■ **EXERCISE TASK**: Write out every line of the listing below as a numbered list, leaving out any blank lines.
------------
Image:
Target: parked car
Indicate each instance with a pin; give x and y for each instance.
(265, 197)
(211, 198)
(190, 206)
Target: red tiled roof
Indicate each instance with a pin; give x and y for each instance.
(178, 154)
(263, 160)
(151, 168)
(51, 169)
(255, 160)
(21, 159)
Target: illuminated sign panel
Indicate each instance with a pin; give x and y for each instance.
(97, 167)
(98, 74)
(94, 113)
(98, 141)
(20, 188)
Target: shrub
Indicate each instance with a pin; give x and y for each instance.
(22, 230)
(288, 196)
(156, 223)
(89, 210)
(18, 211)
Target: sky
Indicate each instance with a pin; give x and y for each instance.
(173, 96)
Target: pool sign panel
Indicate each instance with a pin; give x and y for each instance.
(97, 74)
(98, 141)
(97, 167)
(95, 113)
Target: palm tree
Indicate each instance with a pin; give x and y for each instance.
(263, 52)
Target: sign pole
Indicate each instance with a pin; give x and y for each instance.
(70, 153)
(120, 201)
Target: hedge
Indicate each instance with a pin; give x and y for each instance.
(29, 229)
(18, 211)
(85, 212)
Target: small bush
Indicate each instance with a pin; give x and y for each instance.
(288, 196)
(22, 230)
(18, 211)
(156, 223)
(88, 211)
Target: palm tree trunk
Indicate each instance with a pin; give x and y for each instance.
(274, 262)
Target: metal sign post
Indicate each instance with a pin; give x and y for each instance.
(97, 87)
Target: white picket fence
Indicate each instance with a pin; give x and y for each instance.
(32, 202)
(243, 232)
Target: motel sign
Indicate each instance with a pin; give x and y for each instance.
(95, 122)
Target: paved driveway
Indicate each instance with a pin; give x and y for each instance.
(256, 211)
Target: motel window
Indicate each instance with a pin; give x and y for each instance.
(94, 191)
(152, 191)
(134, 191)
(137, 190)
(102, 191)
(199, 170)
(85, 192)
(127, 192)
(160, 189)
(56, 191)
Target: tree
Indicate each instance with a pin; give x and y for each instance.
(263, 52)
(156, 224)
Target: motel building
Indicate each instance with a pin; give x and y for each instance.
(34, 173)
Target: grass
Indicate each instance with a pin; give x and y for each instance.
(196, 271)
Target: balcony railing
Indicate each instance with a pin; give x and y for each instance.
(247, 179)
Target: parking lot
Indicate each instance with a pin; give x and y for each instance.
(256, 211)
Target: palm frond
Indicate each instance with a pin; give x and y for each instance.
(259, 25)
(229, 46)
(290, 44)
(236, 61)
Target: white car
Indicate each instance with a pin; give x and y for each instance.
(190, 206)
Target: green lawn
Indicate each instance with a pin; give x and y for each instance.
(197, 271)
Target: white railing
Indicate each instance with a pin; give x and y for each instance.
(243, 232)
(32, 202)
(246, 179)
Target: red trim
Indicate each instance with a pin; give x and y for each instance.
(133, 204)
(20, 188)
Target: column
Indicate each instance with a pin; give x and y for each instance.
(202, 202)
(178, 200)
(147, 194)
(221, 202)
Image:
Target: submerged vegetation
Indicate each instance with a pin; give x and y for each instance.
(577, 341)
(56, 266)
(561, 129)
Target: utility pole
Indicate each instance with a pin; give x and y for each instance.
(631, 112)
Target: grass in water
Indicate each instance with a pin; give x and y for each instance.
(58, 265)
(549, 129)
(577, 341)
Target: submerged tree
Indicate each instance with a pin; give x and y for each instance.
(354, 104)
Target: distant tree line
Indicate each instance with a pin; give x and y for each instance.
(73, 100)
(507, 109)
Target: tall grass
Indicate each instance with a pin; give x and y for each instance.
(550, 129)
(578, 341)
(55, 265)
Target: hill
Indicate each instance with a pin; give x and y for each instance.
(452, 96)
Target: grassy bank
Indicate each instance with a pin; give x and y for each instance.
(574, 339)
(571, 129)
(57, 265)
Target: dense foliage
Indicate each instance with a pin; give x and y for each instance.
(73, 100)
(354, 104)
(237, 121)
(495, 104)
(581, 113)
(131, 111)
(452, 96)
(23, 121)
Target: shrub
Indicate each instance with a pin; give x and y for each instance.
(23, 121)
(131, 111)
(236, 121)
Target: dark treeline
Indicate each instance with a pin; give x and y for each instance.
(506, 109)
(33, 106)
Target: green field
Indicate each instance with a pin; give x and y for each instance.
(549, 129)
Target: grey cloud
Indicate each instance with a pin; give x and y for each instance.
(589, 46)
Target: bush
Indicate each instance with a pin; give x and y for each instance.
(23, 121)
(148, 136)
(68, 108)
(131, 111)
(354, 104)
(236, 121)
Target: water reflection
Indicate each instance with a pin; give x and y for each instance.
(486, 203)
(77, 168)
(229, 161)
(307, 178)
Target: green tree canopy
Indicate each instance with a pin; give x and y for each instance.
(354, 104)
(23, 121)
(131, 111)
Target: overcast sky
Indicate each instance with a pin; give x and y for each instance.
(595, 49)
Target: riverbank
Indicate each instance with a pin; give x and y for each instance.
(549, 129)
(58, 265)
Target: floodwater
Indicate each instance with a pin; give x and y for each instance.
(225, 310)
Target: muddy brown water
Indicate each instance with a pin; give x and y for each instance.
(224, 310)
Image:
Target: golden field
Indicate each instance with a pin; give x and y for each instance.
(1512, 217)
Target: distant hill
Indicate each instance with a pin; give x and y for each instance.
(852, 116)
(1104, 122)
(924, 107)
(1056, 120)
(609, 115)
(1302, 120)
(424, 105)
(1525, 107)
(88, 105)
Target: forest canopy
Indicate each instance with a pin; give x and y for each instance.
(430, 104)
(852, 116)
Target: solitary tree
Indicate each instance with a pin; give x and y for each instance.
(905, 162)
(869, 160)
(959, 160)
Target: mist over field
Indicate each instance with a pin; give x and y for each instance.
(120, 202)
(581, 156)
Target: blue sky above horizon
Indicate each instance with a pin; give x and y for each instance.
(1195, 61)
------------
■ **THE RESPONSE**:
1. Image:
2. Target: parked car
3. Indicate each instance with a pin; give x and y for each instance.
4. (265, 197)
5. (211, 198)
6. (190, 206)
7. Target: red tiled roof
8. Indicate each instance with a pin; give x and y for each instance.
9. (178, 154)
10. (263, 160)
11. (151, 168)
12. (51, 169)
13. (255, 160)
14. (21, 159)
15. Target: illuminated sign panel
16. Indicate each instance with a pin; give x and y for each instance.
17. (97, 167)
18. (98, 74)
19. (94, 113)
20. (98, 141)
21. (20, 188)
22. Target: shrub
23. Indicate each instance with a pin; give x and y for each instance.
24. (22, 230)
25. (288, 196)
26. (156, 223)
27. (89, 210)
28. (18, 211)
29. Target: sky
30. Indicate each instance with a pin; give x and y for each instance.
31. (173, 96)
32. Target: pool sign panel
33. Indicate each instance with a pin; give x and y for each instance.
34. (97, 74)
35. (98, 141)
36. (97, 167)
37. (95, 113)
38. Target: palm tree
39. Indicate each instance with a pin; give x and y for each instance.
40. (263, 52)
41. Target: sign pole
42. Indicate each instance with a pin; give x and y for each instance.
43. (70, 153)
44. (120, 201)
45. Target: hedge
46. Indicate each instance with a pin; give x and y for each instance.
47. (29, 229)
48. (18, 211)
49. (85, 212)
50. Target: small bush
51. Indicate each instance with a pin; give x and y for each instance.
52. (288, 196)
53. (22, 230)
54. (18, 211)
55. (156, 223)
56. (88, 211)
57. Target: palm tree trunk
58. Indicate each instance with a pin; give x and y for each instance.
59. (274, 262)
60. Target: metal sign post
61. Indicate each instance with a pin; give x and y for each instance.
62. (97, 87)
63. Target: white picket fence
64. Indicate each instance with a pin; give x and y for each instance.
65. (32, 202)
66. (243, 232)
67. Target: motel sign
68. Indicate each instance with a pin; give x and y for each instance.
69. (95, 122)
70. Target: paved driveway
71. Indicate each instance with a pin; give x and y for each instance.
72. (256, 211)
73. Target: motel window
74. Indicate each instance with a pin; give x and y for each instance.
75. (94, 191)
76. (152, 191)
77. (134, 191)
78. (137, 190)
79. (102, 191)
80. (199, 170)
81. (85, 192)
82. (127, 192)
83. (160, 189)
84. (56, 191)
85. Target: tree
86. Indicate each instance with a pin; give x and y for each instance.
87. (263, 52)
88. (156, 224)
89. Target: motel building
90. Indicate each instance with a pin; give x and y for each instance.
91. (34, 173)
92. Target: grass
93. Indicate each instance with a pin; give x and y for each instance.
94. (196, 271)
95. Target: balcony railing
96. Indicate each instance with a pin; give x and y for each instance.
97. (247, 179)
98. Target: parking lot
99. Indicate each instance with a pin; give x and y for each instance.
100. (256, 211)
101. Target: palm frond
102. Indicate each instance with a pin; give x and y for each instance.
103. (259, 25)
104. (229, 46)
105. (290, 44)
106. (236, 61)
107. Target: white car
108. Indicate each instance with a pin; give x and y for each instance.
109. (190, 206)
110. Target: green lawn
111. Indicate each instance with a pin; give x and y for each instance.
112. (197, 271)
113. Target: white railing
114. Indicate each instance with a pin; give x and y for each instance.
115. (243, 232)
116. (32, 202)
117. (246, 179)
118. Target: red trim
119. Indicate each instance with a pin; give x and y for each instance.
120. (133, 204)
121. (20, 188)
122. Target: column
123. Indicate each instance with a pin; give x and y for each instance.
124. (202, 202)
125. (178, 200)
126. (147, 194)
127. (221, 202)
128. Image:
129. Target: submerged vegetation
130. Indicate each instance with a pin; give x and y for each instance.
131. (577, 341)
132. (56, 266)
133. (561, 129)
134. Target: utility pole
135. Indicate each instance with a pin; give x and y for each instance.
136. (631, 112)
137. Target: grass in water
138. Indicate each instance with a pin; give x and y for each instance.
139. (58, 265)
140. (549, 129)
141. (577, 341)
142. Target: submerged tree
143. Indicate each instance with a pin; give x and y for each instance.
144. (354, 104)
145. Target: distant tree line
146. Indicate each instance with a pin; give x and y for each instance.
147. (73, 100)
148. (507, 109)
149. Target: tall grass
150. Indicate each instance with a pin; give x and y for each instance.
151. (550, 129)
152. (578, 341)
153. (55, 265)
154. Target: hill
155. Indicate each instance with a pin; give x and y for each instance.
156. (452, 96)
157. Target: grassy bank
158. Indicate each instance with a pin; give x and y for each instance.
159. (574, 339)
160. (571, 129)
161. (57, 265)
162. Target: dense foliage
163. Indicate each instance with a pin; give x and y for each instance.
164. (73, 100)
165. (354, 104)
166. (237, 121)
167. (495, 104)
168. (581, 113)
169. (131, 111)
170. (452, 96)
171. (23, 121)
172. Target: shrub
173. Indicate each instance with a pin; give x and y for each instance.
174. (23, 121)
175. (131, 111)
176. (236, 121)
177. Target: dark treeline
178. Indicate each instance with a pin; give x and y for each instance.
179. (506, 109)
180. (33, 106)
181. Target: green field
182. Indicate each instance with a pin; give x and y for each instance.
183. (549, 129)
184. Target: grey cloud
185. Indicate each instance with a pin; give x and y for each instance.
186. (589, 46)
187. Target: bush
188. Indicate each instance with a pin; give x and y for each instance.
189. (23, 121)
190. (148, 136)
191. (68, 108)
192. (131, 111)
193. (354, 104)
194. (236, 121)
195. Target: water reflection
196. Indicate each instance with a pin; give x and y for each instance.
197. (486, 203)
198. (77, 168)
199. (229, 161)
200. (307, 178)
201. Target: green tree canopy
202. Indicate each instance with a pin; give x and y for each instance.
203. (354, 104)
204. (23, 121)
205. (131, 111)
206. Target: overcast sky
207. Indicate each instance with a pin; give x and y for each instance.
208. (595, 49)
209. Target: riverbank
210. Indicate each instance with a pin; give x and y for each instance.
211. (549, 129)
212. (58, 265)
213. Target: floodwater
214. Indicate each instance with a pin; give x and y for each instance.
215. (225, 310)
216. Target: muddy brown water
217. Indicate each instance with a pin; give x and y for each instance.
218. (224, 310)
219. Image:
220. Target: golden field
221. Indicate each instance with a pin; give x and y for each instance.
222. (1512, 217)
223. Target: distant hill
224. Indicate each instance with a pin; give x and y for each instance.
225. (852, 116)
226. (1104, 122)
227. (924, 107)
228. (1056, 120)
229. (609, 115)
230. (1302, 120)
231. (424, 105)
232. (1525, 107)
233. (88, 105)
234. Target: forest canopy
235. Indicate each instance with a pin; give x and y for each instance.
236. (430, 104)
237. (852, 116)
238. Target: solitary tree
239. Indicate each instance with a pin; give x and y for each instance.
240. (905, 162)
241. (869, 160)
242. (959, 160)
243. Target: mist over field
244. Indicate each instance with a pin; give x and y for each instance.
245. (120, 202)
246. (581, 156)
247. Target: blue sky above horizon
248. Indicate each instance with a pin; give x and y for each instance.
249. (1195, 61)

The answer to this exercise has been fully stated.